* Instructions:
(a) In the text on the Macron–Le Pen debate, write out the passage from "Le Pen chose" up to and including "as a fiasco.", but switch "cautious" to "restrained".
(b) According to the text on the Macron–Le Pen debate, the leaders of which countries urged the French to vote for Macron?

* Page extract:
The televised debate on Wednesday evening - a pivotal moment ahead of Sunday’s run-off vote - was marked by a highly aggressive performance by Macron, who lost no opportunity to attack his opponent throughout the marathon three-hour session.

Le Pen chose a more cautious approach, making every effort not to be ruffled by the incoming fire and clearly mindful not to repeat her flustered appearance in a 2017 debate against Macron that was widely derided as a fiasco.

The stakes are huge in the election, a rematch of the 2017 run-off between the two candidates. That earlier contest was easily won by Macron but the margin is far narrower this time.

Le Pen is contending to be the first far-right leader of France, and Macron the first French president to win a second term since Jacques Chirac in 2002.

A Le Pen victory would send shockwaves around the European Union, which she has vowed to radically reform if she wins power, and the leaders of Germany, Portugal and Spain have issued a highly unusual call to the French to vote for Macron.

Le Pen insisted, during a visit to northern France on Thursday, that she had “every chance” of winning the election, while condemning Macron’s attitude in the debate as “very scornful and very arrogant”.

‘Boa constrictor’

Some analysts expressed surprise that Le Pen had not adopted a more attacking posture in the debate to focus on the president’s record after five years in power.

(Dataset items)
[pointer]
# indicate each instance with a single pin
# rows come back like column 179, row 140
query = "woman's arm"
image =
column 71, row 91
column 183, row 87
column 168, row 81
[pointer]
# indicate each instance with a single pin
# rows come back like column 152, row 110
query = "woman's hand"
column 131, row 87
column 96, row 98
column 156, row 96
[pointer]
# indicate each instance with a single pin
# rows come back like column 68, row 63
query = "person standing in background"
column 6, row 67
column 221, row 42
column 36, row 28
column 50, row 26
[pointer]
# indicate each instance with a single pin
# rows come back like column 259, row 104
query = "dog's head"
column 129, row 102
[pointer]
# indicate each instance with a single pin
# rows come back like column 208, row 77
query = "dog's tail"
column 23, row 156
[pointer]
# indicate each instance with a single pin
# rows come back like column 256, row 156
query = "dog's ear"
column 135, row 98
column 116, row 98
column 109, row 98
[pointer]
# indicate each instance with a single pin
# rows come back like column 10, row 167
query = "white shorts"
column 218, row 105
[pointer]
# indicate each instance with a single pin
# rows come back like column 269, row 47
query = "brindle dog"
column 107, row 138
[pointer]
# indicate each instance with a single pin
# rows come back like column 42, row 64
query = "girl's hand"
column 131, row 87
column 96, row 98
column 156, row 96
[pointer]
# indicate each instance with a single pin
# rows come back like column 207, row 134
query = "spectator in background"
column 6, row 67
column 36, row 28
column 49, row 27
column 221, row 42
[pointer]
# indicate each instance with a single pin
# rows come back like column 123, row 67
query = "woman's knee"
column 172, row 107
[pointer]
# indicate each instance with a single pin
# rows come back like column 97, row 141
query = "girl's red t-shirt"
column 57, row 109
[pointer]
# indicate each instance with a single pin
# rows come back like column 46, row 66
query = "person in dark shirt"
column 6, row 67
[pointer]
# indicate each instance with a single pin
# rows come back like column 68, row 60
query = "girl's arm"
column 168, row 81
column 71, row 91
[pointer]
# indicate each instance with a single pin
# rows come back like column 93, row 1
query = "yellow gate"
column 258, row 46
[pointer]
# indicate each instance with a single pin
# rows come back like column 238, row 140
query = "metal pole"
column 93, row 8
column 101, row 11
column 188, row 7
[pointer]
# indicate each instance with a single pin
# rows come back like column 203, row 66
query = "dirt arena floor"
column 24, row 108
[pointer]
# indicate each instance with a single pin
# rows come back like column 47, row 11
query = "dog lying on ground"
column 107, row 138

* Solutions per task:
(a)
Le Pen chose a more restrained approach, making every effort not to be ruffled by the incoming fire and clearly mindful not to repeat her flustered appearance in a 2017 debate against Macron that was widely derided as a fiasco.

(b) Germany, Portugal and Spain.